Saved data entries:
*****

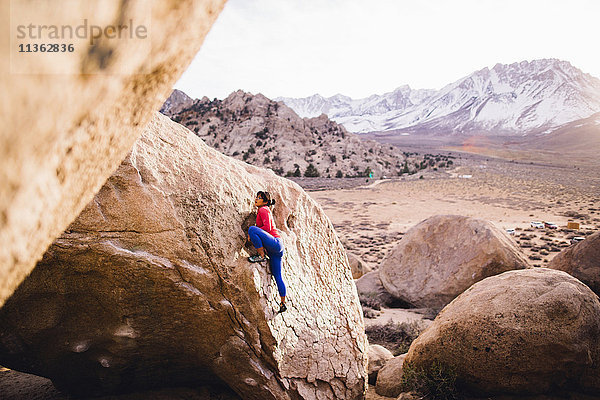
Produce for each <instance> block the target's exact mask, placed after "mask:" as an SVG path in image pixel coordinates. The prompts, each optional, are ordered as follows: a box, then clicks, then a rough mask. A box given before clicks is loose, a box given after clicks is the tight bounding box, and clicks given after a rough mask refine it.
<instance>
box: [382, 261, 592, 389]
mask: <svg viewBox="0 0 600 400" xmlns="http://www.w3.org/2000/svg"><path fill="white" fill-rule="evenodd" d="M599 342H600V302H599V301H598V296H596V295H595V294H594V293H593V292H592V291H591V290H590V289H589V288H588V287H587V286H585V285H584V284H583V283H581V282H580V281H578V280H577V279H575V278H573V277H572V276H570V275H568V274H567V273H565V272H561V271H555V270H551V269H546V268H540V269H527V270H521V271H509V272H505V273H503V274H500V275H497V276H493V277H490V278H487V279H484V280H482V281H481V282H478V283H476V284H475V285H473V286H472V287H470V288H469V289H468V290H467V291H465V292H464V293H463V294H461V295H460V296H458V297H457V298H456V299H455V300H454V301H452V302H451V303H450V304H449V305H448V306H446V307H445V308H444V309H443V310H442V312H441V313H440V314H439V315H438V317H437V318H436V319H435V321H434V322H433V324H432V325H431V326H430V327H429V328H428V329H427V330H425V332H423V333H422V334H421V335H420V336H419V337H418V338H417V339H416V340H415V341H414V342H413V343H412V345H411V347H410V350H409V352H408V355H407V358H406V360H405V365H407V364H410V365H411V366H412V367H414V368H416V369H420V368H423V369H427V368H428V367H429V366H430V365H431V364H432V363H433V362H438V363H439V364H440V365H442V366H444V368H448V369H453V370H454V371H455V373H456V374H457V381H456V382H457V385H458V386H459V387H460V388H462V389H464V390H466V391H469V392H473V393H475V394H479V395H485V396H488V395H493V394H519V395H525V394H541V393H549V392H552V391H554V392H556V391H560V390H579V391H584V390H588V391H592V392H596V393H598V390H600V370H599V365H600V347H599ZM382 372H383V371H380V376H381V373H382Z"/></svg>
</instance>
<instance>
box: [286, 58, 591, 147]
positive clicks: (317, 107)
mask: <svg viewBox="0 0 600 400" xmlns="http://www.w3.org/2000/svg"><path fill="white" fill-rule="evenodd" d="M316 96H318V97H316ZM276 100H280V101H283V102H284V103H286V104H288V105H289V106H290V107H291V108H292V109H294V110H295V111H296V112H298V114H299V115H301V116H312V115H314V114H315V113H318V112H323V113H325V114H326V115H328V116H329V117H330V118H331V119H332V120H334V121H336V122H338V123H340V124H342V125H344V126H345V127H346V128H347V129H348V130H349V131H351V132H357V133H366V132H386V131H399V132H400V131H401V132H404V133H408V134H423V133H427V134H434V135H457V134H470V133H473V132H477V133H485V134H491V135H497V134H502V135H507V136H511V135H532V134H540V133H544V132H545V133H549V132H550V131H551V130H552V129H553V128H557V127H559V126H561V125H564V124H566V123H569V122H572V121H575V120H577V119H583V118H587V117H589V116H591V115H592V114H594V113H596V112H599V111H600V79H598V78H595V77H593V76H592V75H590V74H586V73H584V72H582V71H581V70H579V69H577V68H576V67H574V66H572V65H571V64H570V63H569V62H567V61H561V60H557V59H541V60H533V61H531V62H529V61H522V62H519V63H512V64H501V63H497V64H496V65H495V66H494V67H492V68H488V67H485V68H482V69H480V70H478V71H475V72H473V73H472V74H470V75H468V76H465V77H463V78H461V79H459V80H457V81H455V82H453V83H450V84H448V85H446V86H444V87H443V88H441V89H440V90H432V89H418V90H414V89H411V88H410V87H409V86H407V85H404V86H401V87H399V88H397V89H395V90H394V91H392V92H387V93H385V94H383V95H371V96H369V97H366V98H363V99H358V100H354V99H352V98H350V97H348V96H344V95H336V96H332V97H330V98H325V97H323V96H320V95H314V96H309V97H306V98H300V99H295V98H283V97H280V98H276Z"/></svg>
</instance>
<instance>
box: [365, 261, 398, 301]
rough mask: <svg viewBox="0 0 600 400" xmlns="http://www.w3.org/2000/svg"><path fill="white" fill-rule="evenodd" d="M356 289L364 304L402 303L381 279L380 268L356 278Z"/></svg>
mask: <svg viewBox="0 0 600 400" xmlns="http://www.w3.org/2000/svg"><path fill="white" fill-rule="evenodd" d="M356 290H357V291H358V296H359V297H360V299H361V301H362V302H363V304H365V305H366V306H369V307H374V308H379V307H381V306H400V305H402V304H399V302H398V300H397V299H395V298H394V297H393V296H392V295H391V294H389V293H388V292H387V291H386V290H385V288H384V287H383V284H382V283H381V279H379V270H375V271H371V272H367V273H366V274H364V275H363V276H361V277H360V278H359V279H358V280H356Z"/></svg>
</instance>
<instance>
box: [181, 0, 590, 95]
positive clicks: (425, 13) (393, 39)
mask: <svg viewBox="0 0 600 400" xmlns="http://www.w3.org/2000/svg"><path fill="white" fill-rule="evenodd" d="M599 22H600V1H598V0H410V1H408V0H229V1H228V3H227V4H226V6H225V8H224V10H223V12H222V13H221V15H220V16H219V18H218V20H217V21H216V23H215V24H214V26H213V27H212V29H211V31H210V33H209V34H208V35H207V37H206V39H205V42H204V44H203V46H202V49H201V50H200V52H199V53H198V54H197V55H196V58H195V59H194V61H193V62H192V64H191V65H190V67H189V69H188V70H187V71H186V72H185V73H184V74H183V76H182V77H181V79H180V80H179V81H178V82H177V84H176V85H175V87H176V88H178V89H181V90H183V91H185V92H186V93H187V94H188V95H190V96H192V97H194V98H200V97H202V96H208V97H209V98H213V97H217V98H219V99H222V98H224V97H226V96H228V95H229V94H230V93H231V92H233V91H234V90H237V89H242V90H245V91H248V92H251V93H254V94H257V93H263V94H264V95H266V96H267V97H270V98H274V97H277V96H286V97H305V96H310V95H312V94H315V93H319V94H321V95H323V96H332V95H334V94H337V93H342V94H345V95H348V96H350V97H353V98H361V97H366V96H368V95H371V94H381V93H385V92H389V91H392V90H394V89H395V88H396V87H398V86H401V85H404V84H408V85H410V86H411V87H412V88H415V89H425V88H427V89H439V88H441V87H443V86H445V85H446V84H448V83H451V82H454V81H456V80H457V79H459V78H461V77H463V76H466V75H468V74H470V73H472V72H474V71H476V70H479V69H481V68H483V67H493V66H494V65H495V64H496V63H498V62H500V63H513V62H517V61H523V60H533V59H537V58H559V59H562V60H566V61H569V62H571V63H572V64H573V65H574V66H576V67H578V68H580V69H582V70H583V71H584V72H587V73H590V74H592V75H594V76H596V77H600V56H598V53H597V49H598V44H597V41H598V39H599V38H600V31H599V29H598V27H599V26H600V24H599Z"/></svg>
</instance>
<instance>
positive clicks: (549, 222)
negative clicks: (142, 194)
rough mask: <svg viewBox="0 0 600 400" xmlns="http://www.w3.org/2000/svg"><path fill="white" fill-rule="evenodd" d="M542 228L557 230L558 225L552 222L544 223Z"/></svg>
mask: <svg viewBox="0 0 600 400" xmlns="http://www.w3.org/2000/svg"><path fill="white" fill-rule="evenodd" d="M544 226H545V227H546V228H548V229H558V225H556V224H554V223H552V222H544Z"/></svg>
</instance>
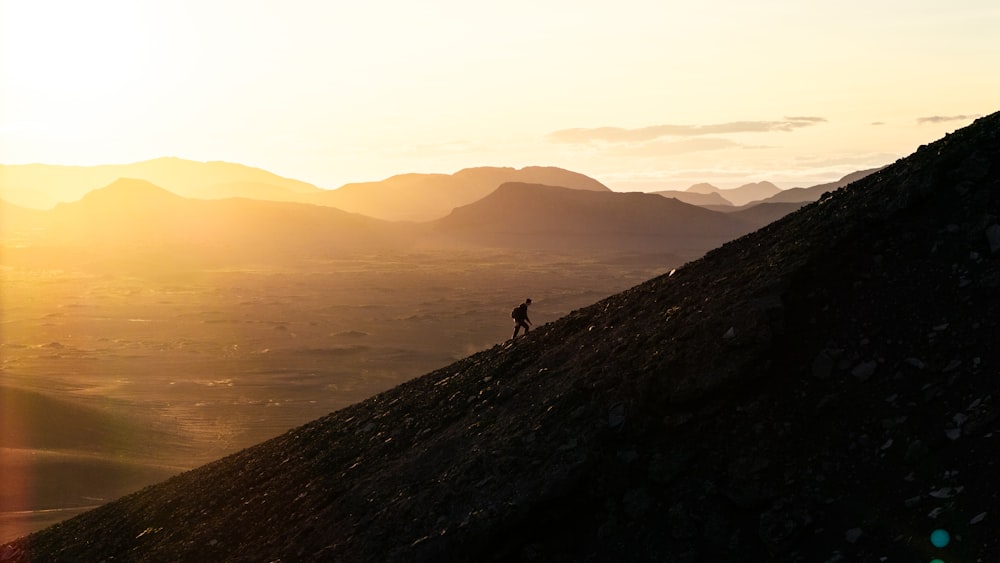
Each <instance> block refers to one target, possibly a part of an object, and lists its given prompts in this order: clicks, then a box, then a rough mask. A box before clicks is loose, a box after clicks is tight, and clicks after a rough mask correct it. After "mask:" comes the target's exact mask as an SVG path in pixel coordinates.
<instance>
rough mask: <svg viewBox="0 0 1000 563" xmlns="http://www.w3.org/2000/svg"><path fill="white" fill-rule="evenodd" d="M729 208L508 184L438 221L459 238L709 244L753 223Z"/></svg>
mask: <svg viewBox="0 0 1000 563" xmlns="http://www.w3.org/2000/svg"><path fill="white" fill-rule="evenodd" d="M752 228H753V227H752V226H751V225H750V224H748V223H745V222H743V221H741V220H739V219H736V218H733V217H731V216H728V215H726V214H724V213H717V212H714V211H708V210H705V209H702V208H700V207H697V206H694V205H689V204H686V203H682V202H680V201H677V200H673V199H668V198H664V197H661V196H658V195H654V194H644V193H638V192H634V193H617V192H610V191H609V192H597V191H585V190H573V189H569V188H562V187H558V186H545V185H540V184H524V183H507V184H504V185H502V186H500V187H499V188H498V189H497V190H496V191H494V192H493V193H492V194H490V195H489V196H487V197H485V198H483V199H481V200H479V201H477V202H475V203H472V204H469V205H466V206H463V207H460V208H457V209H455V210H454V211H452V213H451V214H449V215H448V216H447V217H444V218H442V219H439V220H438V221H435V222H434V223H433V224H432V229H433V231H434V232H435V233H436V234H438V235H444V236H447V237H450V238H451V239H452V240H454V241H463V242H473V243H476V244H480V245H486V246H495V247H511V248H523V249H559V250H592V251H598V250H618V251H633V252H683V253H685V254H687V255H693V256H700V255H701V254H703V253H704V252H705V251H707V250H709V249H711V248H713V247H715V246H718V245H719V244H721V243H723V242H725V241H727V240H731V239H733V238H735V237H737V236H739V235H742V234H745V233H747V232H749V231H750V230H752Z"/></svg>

*****

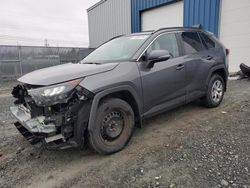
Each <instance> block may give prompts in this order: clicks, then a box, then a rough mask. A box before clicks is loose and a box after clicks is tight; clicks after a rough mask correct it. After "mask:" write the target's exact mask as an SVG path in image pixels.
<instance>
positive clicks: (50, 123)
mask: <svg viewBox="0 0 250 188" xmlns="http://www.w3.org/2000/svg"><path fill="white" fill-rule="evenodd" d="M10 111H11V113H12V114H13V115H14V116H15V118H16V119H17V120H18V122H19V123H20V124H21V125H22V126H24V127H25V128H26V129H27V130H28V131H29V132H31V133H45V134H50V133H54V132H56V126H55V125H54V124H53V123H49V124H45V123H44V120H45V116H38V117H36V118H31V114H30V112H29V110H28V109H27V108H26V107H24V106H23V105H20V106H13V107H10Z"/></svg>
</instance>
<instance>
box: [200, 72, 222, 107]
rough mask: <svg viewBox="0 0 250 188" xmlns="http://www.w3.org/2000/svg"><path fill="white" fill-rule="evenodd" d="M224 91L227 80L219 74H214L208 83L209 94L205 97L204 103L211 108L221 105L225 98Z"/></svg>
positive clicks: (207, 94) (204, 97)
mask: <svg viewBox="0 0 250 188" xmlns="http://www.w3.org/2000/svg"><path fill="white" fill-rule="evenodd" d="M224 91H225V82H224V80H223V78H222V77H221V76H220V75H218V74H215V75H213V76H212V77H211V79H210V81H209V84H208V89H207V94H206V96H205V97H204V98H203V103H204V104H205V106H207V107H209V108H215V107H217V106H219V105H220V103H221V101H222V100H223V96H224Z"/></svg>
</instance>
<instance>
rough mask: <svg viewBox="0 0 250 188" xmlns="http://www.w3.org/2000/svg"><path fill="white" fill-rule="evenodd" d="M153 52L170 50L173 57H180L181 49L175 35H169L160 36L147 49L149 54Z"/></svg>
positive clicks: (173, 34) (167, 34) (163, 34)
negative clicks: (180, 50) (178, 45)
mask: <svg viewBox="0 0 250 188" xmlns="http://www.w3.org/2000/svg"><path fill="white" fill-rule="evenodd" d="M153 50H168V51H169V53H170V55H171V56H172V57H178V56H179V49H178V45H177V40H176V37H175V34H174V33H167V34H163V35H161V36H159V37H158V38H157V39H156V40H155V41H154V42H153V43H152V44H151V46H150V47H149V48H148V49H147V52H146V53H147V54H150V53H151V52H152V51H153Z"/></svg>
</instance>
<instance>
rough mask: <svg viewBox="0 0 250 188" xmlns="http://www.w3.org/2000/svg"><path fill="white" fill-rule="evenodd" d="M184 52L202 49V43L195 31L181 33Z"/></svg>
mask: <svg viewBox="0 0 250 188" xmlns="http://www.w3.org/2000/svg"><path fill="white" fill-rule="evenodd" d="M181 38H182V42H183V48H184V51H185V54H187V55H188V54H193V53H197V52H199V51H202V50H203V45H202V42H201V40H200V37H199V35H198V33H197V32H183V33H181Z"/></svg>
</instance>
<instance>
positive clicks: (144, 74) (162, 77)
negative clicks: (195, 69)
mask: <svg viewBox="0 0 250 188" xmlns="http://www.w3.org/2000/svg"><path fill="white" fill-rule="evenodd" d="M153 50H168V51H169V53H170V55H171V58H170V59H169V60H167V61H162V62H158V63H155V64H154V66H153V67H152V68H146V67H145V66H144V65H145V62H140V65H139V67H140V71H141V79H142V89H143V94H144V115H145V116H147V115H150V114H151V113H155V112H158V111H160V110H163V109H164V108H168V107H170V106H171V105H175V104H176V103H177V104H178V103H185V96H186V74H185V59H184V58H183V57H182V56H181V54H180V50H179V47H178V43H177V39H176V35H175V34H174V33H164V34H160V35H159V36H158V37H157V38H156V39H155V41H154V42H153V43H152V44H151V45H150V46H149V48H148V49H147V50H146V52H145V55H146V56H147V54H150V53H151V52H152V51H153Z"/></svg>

*****

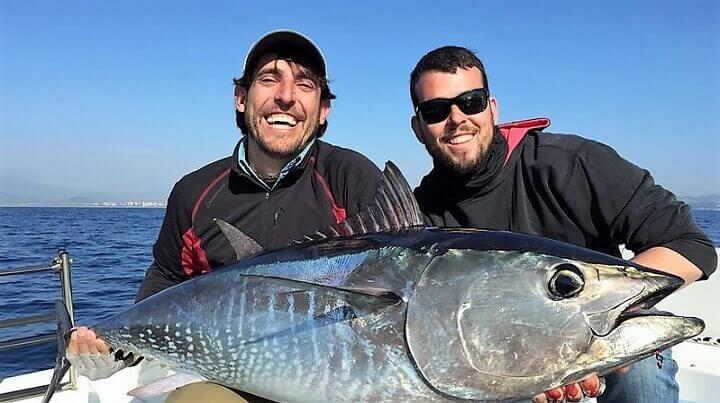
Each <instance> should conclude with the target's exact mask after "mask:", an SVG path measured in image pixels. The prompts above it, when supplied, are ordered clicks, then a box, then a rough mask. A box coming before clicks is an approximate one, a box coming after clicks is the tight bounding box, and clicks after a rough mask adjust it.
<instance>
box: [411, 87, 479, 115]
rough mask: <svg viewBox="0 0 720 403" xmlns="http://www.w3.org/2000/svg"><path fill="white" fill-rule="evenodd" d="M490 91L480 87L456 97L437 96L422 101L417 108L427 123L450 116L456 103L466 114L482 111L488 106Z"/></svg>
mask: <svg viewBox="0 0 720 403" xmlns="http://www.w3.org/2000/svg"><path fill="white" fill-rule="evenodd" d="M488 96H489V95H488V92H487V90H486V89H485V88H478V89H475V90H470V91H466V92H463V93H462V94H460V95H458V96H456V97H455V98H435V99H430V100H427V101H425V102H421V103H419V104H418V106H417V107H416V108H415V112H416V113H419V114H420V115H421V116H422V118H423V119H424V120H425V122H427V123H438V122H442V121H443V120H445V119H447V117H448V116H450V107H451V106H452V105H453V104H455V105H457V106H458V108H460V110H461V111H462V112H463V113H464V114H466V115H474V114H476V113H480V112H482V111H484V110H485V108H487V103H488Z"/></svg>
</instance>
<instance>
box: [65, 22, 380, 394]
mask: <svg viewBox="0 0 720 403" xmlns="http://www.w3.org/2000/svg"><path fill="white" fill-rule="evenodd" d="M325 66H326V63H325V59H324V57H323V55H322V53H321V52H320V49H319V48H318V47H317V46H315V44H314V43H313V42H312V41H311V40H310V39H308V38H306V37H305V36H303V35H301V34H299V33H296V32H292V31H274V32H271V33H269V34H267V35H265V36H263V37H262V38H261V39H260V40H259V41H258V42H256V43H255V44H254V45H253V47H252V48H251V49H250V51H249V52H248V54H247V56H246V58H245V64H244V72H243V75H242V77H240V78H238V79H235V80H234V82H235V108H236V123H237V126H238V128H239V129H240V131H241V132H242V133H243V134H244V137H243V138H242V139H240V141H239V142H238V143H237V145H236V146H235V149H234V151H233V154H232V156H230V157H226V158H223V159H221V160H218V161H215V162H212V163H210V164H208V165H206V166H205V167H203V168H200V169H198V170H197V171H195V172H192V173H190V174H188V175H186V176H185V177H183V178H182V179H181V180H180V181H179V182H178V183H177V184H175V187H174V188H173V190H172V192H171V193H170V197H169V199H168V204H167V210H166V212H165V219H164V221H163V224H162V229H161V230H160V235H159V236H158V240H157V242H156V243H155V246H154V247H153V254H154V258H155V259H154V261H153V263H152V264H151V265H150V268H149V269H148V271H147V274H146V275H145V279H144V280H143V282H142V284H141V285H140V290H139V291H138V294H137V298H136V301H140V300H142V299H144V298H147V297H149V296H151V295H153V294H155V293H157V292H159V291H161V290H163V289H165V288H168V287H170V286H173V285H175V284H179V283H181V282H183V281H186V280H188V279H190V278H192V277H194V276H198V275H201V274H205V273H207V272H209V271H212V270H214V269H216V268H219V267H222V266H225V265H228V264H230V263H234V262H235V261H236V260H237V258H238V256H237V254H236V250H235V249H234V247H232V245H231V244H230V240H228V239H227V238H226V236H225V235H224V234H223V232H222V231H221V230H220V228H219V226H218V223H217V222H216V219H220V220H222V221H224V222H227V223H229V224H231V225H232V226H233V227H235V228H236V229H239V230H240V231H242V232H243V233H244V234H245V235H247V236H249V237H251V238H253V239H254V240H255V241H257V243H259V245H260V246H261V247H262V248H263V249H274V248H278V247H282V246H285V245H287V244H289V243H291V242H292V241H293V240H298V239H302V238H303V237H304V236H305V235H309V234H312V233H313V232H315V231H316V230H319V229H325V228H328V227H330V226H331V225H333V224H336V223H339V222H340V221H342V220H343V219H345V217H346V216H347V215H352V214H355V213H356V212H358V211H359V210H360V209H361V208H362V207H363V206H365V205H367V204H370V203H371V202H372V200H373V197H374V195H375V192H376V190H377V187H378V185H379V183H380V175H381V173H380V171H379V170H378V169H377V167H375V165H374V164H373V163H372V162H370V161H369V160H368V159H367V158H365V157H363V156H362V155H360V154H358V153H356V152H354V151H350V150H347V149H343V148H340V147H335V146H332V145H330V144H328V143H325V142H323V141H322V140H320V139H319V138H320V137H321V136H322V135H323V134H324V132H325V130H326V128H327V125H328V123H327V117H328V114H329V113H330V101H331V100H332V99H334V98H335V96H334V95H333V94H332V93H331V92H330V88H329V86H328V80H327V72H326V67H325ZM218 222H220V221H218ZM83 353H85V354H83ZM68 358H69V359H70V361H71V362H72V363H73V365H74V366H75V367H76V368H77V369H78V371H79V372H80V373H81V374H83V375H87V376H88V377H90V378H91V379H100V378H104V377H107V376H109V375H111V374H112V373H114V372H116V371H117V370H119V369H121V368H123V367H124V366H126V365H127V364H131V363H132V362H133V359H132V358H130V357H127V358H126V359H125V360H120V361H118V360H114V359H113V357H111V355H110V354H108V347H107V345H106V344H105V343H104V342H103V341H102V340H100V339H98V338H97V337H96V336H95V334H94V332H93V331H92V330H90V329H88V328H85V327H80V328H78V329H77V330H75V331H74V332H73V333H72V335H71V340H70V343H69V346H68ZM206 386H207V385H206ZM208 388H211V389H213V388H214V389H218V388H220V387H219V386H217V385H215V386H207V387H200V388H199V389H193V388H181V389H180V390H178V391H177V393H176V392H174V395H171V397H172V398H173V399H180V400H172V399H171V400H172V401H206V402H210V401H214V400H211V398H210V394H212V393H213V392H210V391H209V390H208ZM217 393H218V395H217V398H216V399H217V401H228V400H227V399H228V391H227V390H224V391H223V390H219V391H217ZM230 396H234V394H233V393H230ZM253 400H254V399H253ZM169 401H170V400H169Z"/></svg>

*****

- **Task item**
Copy the lines again, starting at the line that has "Produce for each" and stopping after the line that has "box: [382, 261, 592, 389]". Swap "exact" for "precise", and keep everything else the same.

- **Written solution**
Produce for each <instance> block the target's precise mask, placed after "mask:" as an SVG path in image pixel coordinates. The prompts, each optional, are ordered as follows: a box, then clicks, then a rough mask. A box given before clicks is loose, a box given after clicks is the tight bounding box, and clicks given after a rough mask refine it.
<instance>
box: [382, 261, 592, 389]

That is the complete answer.